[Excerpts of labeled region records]
## BEGIN
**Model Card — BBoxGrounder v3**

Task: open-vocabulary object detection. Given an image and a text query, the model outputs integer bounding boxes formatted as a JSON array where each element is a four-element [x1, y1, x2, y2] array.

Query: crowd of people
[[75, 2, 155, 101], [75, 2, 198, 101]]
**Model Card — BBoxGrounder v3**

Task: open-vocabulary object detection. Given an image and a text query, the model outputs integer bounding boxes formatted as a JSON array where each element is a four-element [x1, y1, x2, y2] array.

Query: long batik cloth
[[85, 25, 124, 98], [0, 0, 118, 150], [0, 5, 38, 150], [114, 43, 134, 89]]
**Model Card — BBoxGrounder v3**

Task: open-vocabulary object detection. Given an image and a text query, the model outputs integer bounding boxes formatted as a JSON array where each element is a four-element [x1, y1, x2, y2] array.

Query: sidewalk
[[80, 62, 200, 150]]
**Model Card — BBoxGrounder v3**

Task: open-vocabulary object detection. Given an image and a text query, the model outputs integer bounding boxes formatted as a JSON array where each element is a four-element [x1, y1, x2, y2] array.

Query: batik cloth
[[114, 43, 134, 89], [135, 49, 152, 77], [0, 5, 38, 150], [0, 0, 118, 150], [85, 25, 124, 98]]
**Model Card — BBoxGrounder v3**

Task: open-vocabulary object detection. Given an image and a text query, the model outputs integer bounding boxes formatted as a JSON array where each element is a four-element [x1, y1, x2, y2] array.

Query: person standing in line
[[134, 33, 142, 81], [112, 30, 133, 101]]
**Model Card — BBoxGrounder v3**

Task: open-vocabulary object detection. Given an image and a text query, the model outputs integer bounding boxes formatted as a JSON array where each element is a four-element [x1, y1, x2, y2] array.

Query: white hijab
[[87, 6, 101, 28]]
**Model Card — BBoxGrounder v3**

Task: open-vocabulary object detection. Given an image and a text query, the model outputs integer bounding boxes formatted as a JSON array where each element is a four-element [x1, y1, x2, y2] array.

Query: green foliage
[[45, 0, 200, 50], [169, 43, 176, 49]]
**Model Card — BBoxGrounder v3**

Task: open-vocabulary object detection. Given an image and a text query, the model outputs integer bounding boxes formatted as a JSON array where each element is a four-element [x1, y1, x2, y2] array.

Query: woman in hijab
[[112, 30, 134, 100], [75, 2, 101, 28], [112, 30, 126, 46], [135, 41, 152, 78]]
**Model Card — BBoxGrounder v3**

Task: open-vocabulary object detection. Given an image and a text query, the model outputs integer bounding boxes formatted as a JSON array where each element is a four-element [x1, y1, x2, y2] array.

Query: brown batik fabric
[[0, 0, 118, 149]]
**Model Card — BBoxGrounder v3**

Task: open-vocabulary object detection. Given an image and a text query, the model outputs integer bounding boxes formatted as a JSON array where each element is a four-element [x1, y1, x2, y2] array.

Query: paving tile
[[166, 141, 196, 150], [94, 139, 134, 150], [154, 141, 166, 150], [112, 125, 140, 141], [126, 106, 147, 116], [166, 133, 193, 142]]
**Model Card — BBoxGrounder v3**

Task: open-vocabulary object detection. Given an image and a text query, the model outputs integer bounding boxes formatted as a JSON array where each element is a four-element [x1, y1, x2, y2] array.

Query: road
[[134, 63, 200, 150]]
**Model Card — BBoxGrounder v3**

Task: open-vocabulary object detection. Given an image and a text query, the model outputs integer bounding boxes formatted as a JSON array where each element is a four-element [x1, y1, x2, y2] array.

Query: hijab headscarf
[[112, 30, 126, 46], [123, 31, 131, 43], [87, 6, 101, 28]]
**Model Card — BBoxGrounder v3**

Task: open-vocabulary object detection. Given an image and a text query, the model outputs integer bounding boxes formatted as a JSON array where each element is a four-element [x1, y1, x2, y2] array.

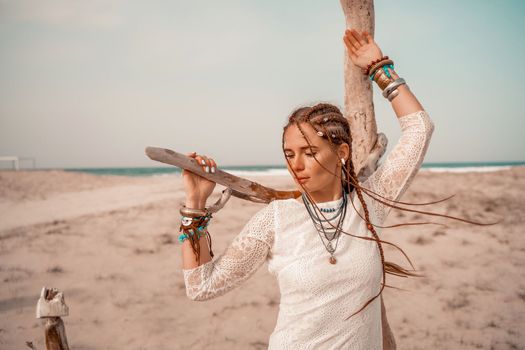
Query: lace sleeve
[[182, 201, 275, 301], [362, 110, 434, 224]]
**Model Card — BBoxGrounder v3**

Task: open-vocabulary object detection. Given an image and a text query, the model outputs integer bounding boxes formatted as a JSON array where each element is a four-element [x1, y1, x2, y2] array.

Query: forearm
[[389, 68, 423, 118], [182, 199, 212, 269]]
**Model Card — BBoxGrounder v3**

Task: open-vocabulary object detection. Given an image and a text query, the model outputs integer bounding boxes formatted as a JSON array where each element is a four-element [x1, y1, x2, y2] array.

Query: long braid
[[282, 103, 497, 319]]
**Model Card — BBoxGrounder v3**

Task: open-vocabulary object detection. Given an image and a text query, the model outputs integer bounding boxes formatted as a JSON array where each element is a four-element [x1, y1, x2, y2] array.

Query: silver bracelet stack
[[383, 78, 410, 102]]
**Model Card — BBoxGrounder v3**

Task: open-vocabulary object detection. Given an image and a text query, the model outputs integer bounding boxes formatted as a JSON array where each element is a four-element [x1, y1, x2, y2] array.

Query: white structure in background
[[0, 157, 35, 170]]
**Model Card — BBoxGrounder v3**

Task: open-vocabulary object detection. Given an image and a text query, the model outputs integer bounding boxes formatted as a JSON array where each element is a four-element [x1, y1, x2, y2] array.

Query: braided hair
[[282, 103, 498, 319]]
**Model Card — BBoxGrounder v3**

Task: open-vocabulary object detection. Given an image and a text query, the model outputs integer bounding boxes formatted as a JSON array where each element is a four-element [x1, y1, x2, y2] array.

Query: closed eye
[[285, 153, 317, 159]]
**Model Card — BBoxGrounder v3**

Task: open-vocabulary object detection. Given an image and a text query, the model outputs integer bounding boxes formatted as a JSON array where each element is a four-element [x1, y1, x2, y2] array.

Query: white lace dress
[[183, 110, 434, 350]]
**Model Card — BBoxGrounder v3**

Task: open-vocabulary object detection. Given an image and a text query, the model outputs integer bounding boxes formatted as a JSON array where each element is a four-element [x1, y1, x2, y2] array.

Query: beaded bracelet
[[179, 230, 206, 243], [364, 56, 388, 75], [179, 214, 212, 243], [370, 64, 394, 81]]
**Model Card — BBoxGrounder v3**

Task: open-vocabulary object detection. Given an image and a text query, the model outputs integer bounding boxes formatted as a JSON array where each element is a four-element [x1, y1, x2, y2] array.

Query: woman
[[181, 29, 434, 349]]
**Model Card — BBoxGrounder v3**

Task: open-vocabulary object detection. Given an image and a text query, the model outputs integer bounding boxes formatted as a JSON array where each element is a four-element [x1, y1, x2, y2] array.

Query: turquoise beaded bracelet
[[179, 230, 204, 243], [179, 214, 211, 243]]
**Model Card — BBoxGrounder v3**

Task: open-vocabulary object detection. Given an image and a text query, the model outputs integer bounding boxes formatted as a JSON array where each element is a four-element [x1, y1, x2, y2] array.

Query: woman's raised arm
[[343, 29, 434, 224], [182, 201, 276, 301]]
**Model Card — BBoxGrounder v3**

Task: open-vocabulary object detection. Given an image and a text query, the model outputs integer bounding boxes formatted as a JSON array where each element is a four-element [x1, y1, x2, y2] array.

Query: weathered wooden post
[[340, 0, 396, 350], [35, 287, 69, 350]]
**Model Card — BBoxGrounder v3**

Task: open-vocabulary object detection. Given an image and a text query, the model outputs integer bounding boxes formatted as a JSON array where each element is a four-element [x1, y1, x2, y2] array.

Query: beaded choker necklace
[[302, 191, 348, 264]]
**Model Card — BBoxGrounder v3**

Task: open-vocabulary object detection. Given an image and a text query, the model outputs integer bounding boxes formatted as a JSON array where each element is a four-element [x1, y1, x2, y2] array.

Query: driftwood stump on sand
[[33, 287, 69, 350], [340, 0, 396, 350]]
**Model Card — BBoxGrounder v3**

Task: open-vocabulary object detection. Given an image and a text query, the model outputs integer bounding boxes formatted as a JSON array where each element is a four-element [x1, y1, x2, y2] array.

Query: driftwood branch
[[35, 287, 69, 350], [340, 0, 396, 350], [146, 147, 301, 203], [340, 0, 388, 181]]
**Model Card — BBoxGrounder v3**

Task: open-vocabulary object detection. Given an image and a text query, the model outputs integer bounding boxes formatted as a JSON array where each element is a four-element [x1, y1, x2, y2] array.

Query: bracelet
[[370, 64, 394, 81], [179, 230, 206, 243], [387, 89, 399, 102], [383, 78, 406, 98], [179, 205, 208, 217], [179, 209, 214, 262], [374, 69, 392, 90], [364, 56, 388, 75]]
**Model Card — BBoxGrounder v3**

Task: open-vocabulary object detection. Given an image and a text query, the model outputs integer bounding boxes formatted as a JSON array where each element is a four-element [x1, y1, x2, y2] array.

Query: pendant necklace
[[302, 190, 348, 264]]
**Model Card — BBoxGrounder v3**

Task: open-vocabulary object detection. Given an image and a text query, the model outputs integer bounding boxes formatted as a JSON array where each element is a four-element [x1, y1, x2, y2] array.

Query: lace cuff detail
[[182, 201, 275, 301]]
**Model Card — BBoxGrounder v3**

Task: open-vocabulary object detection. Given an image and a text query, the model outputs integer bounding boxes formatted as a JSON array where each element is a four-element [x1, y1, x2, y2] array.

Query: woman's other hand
[[343, 28, 383, 70], [182, 152, 217, 209]]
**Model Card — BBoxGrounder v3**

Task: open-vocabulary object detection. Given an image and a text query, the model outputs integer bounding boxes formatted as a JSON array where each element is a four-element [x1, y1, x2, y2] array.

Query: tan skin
[[182, 29, 423, 349], [182, 29, 423, 213]]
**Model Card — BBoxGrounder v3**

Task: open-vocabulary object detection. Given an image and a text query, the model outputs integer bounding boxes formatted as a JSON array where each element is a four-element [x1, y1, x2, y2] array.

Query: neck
[[302, 179, 343, 203]]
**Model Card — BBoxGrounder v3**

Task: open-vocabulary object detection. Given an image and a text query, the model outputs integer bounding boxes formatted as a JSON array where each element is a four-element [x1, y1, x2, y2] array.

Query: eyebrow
[[284, 145, 319, 152]]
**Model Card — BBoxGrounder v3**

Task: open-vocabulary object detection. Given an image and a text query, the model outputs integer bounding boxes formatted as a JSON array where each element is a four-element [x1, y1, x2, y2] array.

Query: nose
[[290, 157, 304, 173]]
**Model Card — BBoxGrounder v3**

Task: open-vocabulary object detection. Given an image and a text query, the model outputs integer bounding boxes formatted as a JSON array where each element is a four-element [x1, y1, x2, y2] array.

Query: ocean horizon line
[[2, 161, 525, 176]]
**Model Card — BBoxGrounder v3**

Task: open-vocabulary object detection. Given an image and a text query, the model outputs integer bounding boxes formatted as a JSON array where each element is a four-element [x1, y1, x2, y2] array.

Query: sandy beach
[[0, 167, 525, 350]]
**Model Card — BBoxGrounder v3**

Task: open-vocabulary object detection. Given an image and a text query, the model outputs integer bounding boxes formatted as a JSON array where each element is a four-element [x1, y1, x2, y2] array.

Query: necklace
[[302, 191, 348, 264]]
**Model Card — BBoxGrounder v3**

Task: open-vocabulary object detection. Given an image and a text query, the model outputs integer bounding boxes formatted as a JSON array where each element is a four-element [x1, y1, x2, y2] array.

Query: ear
[[337, 143, 350, 162]]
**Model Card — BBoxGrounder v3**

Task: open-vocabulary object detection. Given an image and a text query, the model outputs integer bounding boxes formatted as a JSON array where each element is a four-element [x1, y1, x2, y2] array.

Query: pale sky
[[0, 0, 525, 168]]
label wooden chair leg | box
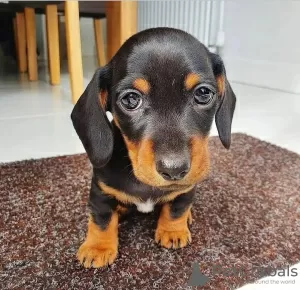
[13,17,19,62]
[94,19,106,66]
[24,7,38,81]
[15,12,27,73]
[106,1,137,59]
[46,5,60,85]
[65,1,83,104]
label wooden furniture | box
[4,1,137,103]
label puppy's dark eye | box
[120,92,142,111]
[194,86,215,105]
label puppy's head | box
[72,28,235,188]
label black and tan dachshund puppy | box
[71,28,235,268]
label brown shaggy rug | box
[0,134,300,290]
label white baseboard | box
[223,56,300,93]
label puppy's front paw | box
[155,227,192,249]
[77,242,118,268]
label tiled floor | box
[0,60,300,290]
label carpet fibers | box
[0,134,300,290]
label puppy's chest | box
[134,198,156,213]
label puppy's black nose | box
[156,156,190,180]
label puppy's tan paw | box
[155,228,192,249]
[77,243,118,268]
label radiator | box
[137,0,224,50]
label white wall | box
[223,0,300,93]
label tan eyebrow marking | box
[132,78,150,94]
[216,75,225,96]
[184,73,200,90]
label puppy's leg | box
[77,182,118,268]
[155,190,194,249]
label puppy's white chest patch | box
[135,199,154,213]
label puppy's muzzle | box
[156,154,190,181]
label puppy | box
[71,28,236,268]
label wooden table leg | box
[94,19,106,66]
[65,1,83,104]
[16,12,27,73]
[106,1,137,60]
[46,5,60,85]
[24,7,38,81]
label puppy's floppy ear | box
[71,66,113,167]
[210,53,236,149]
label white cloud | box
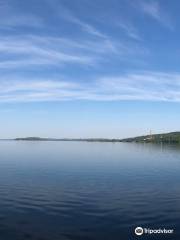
[0,72,180,102]
[0,1,44,29]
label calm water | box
[0,141,180,240]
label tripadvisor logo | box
[134,227,174,236]
[135,227,143,236]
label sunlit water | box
[0,141,180,240]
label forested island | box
[14,132,180,144]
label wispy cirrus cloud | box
[0,35,146,69]
[0,72,180,102]
[0,0,44,29]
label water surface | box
[0,141,180,240]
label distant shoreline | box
[9,132,180,144]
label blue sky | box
[0,0,180,138]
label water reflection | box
[0,141,180,240]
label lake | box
[0,141,180,240]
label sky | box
[0,0,180,138]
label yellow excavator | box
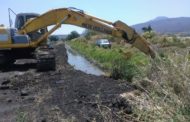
[0,8,155,70]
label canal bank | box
[65,44,105,76]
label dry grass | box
[126,48,190,122]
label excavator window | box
[16,16,24,30]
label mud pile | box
[0,44,135,122]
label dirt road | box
[0,44,135,122]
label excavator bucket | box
[114,21,155,58]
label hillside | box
[132,17,190,34]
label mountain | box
[132,16,190,34]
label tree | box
[67,31,80,40]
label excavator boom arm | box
[19,8,154,57]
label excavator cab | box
[15,13,39,30]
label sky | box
[0,0,190,34]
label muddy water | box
[65,45,105,76]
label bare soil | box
[0,44,135,122]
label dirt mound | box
[0,44,135,122]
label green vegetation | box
[69,32,190,122]
[69,38,148,81]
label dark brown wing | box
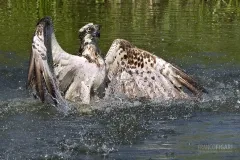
[105,39,205,99]
[27,17,69,113]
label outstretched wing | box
[27,17,69,113]
[105,39,205,99]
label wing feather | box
[27,18,70,113]
[105,39,206,99]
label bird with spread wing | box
[27,17,205,111]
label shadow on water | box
[0,0,240,159]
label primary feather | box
[105,39,205,100]
[28,17,105,111]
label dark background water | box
[0,0,240,159]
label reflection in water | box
[0,0,240,159]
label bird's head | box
[79,23,100,43]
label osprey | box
[27,17,205,111]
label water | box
[0,0,240,160]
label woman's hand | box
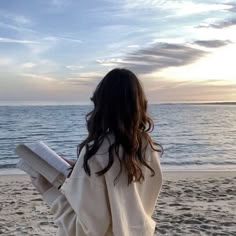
[30,175,52,195]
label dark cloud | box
[112,43,207,74]
[194,40,231,48]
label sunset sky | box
[0,0,236,104]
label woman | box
[32,69,162,236]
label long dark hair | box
[77,69,163,184]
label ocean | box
[0,104,236,173]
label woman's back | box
[58,135,162,236]
[34,69,162,236]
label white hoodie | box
[43,136,162,236]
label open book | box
[16,141,72,188]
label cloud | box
[124,0,233,17]
[198,18,236,29]
[43,36,82,43]
[66,65,84,71]
[21,62,36,69]
[0,37,39,44]
[96,40,231,74]
[194,40,231,48]
[21,74,58,81]
[0,58,13,66]
[146,78,236,103]
[63,72,104,88]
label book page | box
[16,159,39,178]
[16,144,66,187]
[26,141,71,177]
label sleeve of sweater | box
[43,156,111,236]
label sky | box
[0,0,236,104]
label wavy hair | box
[77,68,163,184]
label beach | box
[0,171,236,236]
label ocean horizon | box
[0,103,236,173]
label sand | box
[0,171,236,236]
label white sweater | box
[43,137,162,236]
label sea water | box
[0,104,236,173]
## END
Reproduce verbatim the portion of the records that opens with the line containing "label hillside | box" and closes with the line containing "[63,72,104,88]", including both of those lines. Omit the pictures from your reproduction.

WRITTEN REPLY:
label hillside | box
[132,17,190,34]
label mountain | box
[132,16,190,34]
label tree | box
[67,31,80,40]
label excavator boom arm | box
[19,8,154,57]
label excavator cab | box
[15,13,39,30]
label sky | box
[0,0,190,34]
label muddy water | box
[65,45,105,76]
label bare soil | box
[0,44,135,122]
label dirt mound | box
[0,44,135,122]
label green vegetation | box
[69,32,190,122]
[69,38,148,81]
label dark brown wing | box
[105,39,205,99]
[27,17,69,113]
label outstretched wing | box
[27,17,69,113]
[105,39,205,99]
label wing feather | box
[27,18,70,113]
[105,39,206,99]
label bird with spread wing | box
[27,17,205,111]
label shadow on water | box
[0,0,240,159]
label primary feather | box
[105,39,205,100]
[28,17,105,111]
label dark background water | box
[0,0,240,159]
label reflection in water | box
[0,0,240,159]
label bird's head | box
[79,23,100,43]
label osprey | box
[27,17,205,111]
label water | box
[0,0,240,160]
label woman's hand | box
[30,175,52,195]
label dark cloud | box
[112,43,207,74]
[194,40,231,48]
label sunset sky | box
[0,0,236,104]
label woman | box
[32,69,162,236]
label long dark hair | box
[77,69,163,184]
label ocean | box
[0,104,236,173]
label woman's back | box
[58,135,162,236]
[34,69,162,236]
label white hoodie | box
[43,136,162,236]
label open book | box
[16,141,72,188]
label cloud | box
[124,0,233,17]
[198,18,236,29]
[43,36,82,43]
[66,65,84,71]
[21,62,36,69]
[0,37,39,44]
[96,40,231,74]
[194,40,231,48]
[21,74,58,81]
[0,58,13,66]
[146,78,236,103]
[63,72,104,88]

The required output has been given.